Point-based annotation data -
•••

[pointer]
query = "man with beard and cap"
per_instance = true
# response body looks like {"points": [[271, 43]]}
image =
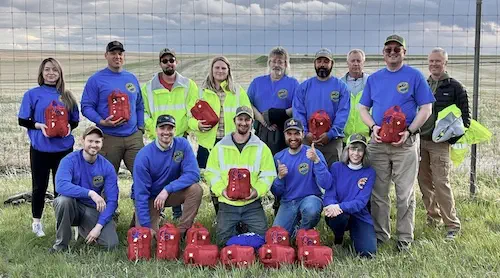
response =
{"points": [[302, 172], [168, 92], [240, 149], [328, 93]]}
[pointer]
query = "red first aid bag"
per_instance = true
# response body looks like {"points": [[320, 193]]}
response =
{"points": [[393, 123], [139, 243], [315, 256], [56, 120], [277, 235], [307, 237], [237, 255], [319, 123], [168, 238], [203, 111], [198, 235], [238, 183], [273, 255], [201, 255], [119, 105]]}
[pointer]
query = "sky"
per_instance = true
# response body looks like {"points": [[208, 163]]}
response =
{"points": [[247, 27]]}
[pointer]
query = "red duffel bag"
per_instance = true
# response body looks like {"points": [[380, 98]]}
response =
{"points": [[315, 256], [56, 120], [277, 235], [237, 255], [307, 237], [273, 255], [168, 238], [201, 255], [139, 243], [319, 123], [203, 111], [393, 123], [239, 183], [198, 235], [119, 105]]}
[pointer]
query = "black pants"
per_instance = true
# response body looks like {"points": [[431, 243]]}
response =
{"points": [[41, 165]]}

•••

Exercise task -
Write out all of the data above again, replacing "per_instance" with "per_object" everywhere it occurs and leaving the rest unchanged. Omit the pictures.

Completed exercise -
[pointer]
query = "man with beard and cap"
per_object = true
# response body looks like {"points": [[271, 43]]}
image =
response =
{"points": [[302, 172], [168, 92], [240, 149], [328, 93]]}
[pointer]
query = "red first aid bag"
per_object = true
# response body looks like {"points": [[320, 193]]}
response =
{"points": [[393, 123], [139, 243], [315, 256], [56, 120], [277, 235], [307, 237], [237, 255], [319, 123], [168, 238], [203, 111], [198, 235], [238, 183], [273, 255], [201, 255], [119, 105]]}
[pointer]
query = "sky"
per_object = true
# response body looks like {"points": [[208, 163]]}
response =
{"points": [[247, 27]]}
[pointer]
query = "red duffel bag"
per_object = true
# response body looks like {"points": [[380, 98]]}
response =
{"points": [[315, 256], [56, 120], [277, 235], [237, 255], [307, 237], [273, 255], [168, 238], [201, 255], [139, 243], [319, 123], [203, 111], [393, 123], [239, 183], [198, 235], [119, 105]]}
[pointer]
query = "black pants"
per_object = true
# response body looks like {"points": [[431, 243]]}
response =
{"points": [[41, 165]]}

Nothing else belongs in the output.